Exercise goal:
Give only the number of lines in the data that include the string "slice".

Natural language region descriptions:
⟨

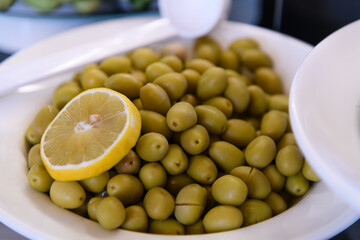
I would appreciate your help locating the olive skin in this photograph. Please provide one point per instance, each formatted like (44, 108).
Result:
(190, 203)
(229, 190)
(181, 116)
(211, 118)
(226, 155)
(222, 218)
(127, 188)
(260, 151)
(202, 169)
(212, 83)
(158, 203)
(195, 140)
(110, 213)
(69, 195)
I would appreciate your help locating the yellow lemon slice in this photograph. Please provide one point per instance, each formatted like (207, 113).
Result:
(92, 133)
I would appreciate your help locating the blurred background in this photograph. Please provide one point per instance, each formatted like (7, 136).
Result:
(24, 22)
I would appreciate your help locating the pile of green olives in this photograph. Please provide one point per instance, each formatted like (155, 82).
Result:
(216, 151)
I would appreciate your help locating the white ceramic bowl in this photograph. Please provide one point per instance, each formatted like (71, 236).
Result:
(319, 215)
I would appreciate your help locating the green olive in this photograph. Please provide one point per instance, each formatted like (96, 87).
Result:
(110, 213)
(169, 226)
(192, 77)
(212, 83)
(174, 62)
(68, 195)
(174, 84)
(228, 59)
(136, 219)
(116, 64)
(158, 203)
(274, 124)
(152, 175)
(255, 211)
(93, 78)
(154, 122)
(64, 93)
(40, 122)
(154, 98)
(195, 140)
(143, 57)
(181, 116)
(190, 203)
(221, 103)
(175, 161)
(127, 188)
(239, 132)
(279, 102)
(176, 182)
(39, 178)
(198, 64)
(229, 190)
(254, 58)
(226, 155)
(211, 118)
(152, 147)
(222, 218)
(309, 173)
(129, 164)
(289, 160)
(96, 184)
(276, 202)
(91, 207)
(268, 80)
(260, 152)
(202, 169)
(34, 155)
(156, 70)
(276, 179)
(258, 101)
(297, 185)
(258, 185)
(124, 83)
(190, 98)
(195, 228)
(237, 92)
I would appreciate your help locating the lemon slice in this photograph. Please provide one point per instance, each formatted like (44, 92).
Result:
(92, 133)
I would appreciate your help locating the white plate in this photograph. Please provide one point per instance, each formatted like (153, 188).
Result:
(325, 111)
(320, 215)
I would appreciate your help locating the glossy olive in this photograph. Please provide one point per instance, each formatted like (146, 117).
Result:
(202, 169)
(152, 175)
(68, 195)
(175, 161)
(222, 218)
(229, 190)
(154, 98)
(260, 151)
(212, 83)
(195, 140)
(226, 155)
(110, 213)
(152, 147)
(239, 132)
(158, 203)
(39, 178)
(127, 188)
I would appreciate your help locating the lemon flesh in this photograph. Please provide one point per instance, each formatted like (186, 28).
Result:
(92, 133)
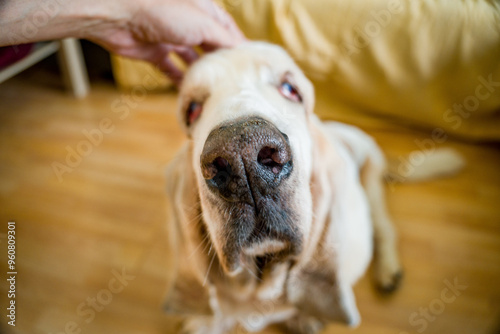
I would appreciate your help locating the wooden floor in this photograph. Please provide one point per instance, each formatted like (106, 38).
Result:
(104, 217)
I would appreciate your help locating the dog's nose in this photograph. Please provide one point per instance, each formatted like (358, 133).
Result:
(245, 159)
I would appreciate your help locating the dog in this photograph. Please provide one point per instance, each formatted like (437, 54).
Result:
(273, 215)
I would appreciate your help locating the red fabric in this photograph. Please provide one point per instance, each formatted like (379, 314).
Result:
(11, 54)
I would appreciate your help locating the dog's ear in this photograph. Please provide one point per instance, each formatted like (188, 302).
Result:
(186, 294)
(316, 286)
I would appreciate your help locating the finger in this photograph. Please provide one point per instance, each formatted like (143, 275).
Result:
(171, 70)
(187, 54)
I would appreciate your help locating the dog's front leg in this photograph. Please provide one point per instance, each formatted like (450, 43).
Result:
(388, 271)
(207, 325)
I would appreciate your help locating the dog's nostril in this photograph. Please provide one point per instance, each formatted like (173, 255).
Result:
(220, 163)
(215, 168)
(271, 158)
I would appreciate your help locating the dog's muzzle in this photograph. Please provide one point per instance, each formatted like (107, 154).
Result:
(245, 160)
(247, 164)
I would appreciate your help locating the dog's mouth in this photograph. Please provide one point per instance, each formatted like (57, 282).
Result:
(265, 254)
(256, 241)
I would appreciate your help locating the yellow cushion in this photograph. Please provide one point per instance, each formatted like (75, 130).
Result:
(429, 63)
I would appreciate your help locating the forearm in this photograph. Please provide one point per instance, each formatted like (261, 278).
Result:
(24, 21)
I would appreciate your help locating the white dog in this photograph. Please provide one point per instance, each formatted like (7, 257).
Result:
(274, 214)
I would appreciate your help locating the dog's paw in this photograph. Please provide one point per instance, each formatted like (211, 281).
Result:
(389, 280)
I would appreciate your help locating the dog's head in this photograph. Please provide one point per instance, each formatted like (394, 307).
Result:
(246, 111)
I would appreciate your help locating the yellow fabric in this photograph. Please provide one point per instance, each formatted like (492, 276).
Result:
(427, 62)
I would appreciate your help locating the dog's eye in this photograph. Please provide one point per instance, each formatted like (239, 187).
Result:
(290, 92)
(193, 112)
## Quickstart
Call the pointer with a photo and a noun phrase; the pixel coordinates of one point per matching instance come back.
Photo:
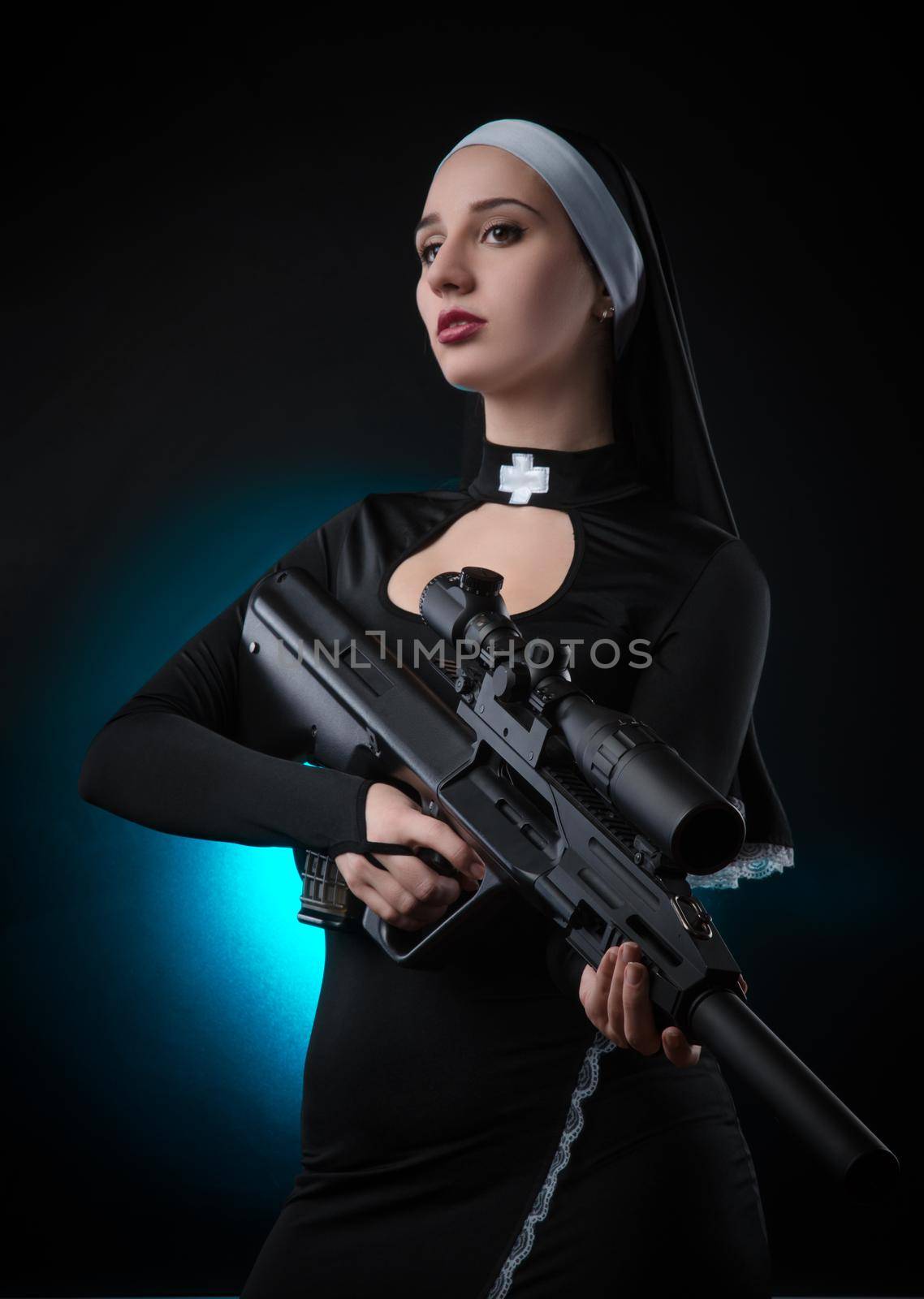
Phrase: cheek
(547, 300)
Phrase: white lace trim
(586, 1085)
(754, 861)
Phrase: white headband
(590, 205)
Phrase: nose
(450, 268)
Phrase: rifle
(579, 809)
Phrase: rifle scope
(640, 775)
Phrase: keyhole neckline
(467, 506)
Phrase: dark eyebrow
(481, 205)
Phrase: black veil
(658, 416)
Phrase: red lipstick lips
(455, 325)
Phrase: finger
(638, 1016)
(394, 903)
(429, 833)
(615, 1015)
(679, 1050)
(421, 880)
(597, 991)
(408, 887)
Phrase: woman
(511, 1124)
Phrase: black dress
(467, 1132)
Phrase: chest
(533, 549)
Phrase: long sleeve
(698, 692)
(166, 759)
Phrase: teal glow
(185, 985)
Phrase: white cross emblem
(523, 480)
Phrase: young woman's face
(516, 265)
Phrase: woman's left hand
(620, 1007)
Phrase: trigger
(438, 863)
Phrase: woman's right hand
(408, 894)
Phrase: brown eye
(510, 227)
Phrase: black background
(208, 227)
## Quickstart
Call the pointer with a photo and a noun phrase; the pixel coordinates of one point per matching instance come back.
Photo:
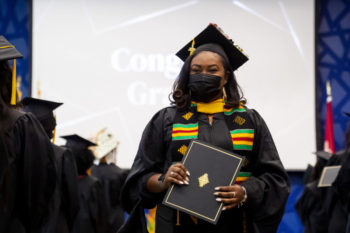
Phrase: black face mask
(204, 87)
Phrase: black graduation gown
(342, 182)
(267, 188)
(65, 203)
(320, 209)
(28, 175)
(342, 186)
(91, 216)
(112, 178)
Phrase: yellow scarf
(215, 106)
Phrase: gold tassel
(54, 132)
(192, 48)
(178, 218)
(14, 88)
(224, 94)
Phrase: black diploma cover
(209, 167)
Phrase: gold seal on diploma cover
(203, 180)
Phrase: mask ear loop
(224, 96)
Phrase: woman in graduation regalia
(91, 217)
(64, 204)
(208, 106)
(27, 169)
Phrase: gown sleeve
(150, 159)
(342, 182)
(70, 194)
(268, 187)
(37, 172)
(97, 207)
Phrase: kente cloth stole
(185, 128)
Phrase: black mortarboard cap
(40, 108)
(328, 176)
(76, 142)
(323, 155)
(7, 50)
(213, 34)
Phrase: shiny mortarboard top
(76, 142)
(323, 154)
(213, 34)
(7, 50)
(106, 143)
(40, 108)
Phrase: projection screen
(112, 64)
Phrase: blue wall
(16, 26)
(333, 63)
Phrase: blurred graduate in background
(27, 160)
(111, 176)
(64, 205)
(325, 209)
(92, 214)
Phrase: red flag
(329, 134)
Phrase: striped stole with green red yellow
(242, 176)
(185, 131)
(242, 139)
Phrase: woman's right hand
(177, 174)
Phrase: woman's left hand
(231, 196)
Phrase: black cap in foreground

⟩

Task solution:
2